Every record here should be printed again exactly.

Provided data:
-------------------------
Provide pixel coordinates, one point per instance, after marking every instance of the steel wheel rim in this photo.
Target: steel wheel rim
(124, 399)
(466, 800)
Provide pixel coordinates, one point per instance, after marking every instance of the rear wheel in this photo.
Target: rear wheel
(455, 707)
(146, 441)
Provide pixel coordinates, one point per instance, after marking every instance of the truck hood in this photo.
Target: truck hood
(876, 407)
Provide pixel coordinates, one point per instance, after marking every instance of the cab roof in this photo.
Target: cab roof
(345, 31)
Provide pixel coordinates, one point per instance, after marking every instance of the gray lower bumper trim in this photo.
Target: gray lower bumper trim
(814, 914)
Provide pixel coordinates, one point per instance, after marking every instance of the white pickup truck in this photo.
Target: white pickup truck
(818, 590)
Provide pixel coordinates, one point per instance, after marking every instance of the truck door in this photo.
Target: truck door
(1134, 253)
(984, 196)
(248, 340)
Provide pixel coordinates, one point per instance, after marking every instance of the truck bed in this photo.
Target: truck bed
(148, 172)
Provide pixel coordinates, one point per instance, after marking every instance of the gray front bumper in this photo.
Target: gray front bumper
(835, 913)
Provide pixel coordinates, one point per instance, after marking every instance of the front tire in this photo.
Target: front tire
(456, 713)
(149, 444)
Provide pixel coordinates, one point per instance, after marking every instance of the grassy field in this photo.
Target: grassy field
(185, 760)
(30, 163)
-------------------------
Final result:
Provide pixel coordinates, one point per instance, after marking every instance of the steel wheel rim in this photo.
Target: steel wheel rim
(124, 399)
(466, 800)
Provide pixel coordinates, one point per instance, after marking every instance of the rear wheel in this photo.
Target: rear wheel
(455, 707)
(146, 441)
Provide pixel coordinates, one point per instance, after marking every instance of the truck hood in this photo.
Target: truck hood
(876, 407)
Provide pixel coordinates, one point per instance, after marking every instance of the cab roof in this photo.
Target: cab roof
(345, 31)
Provide pixel coordinates, one point per instance, after marking every instance of the gray lower bumper trim in this photo.
Target: gray lower bumper trim
(814, 914)
Provide pixel coordinates, one point per instance, after marking every instance of the white pickup truck in this photo.
Target: white pickup truck
(818, 590)
Provide pixel coordinates, one point per instance, after marking every instance of the truck door in this photo.
Target: truck door
(1134, 253)
(984, 196)
(248, 340)
Provide pixel coordinates, one point per instance, after marking every instance of the truck bed in this photo.
Target: truck bed
(148, 172)
Provide pixel coordinates, one point per instance, after marking every instance of the gray front bumper in this photo.
Target: gray front bumper
(835, 913)
Provide pixel coordinates, one point per instance, after marking every instance of the front tire in this photo.
Target: front tire
(456, 713)
(149, 444)
Provide pixel coordinates, one point per instance, after marking every instance of the grassy field in this photo.
Target: grassy field
(185, 760)
(30, 163)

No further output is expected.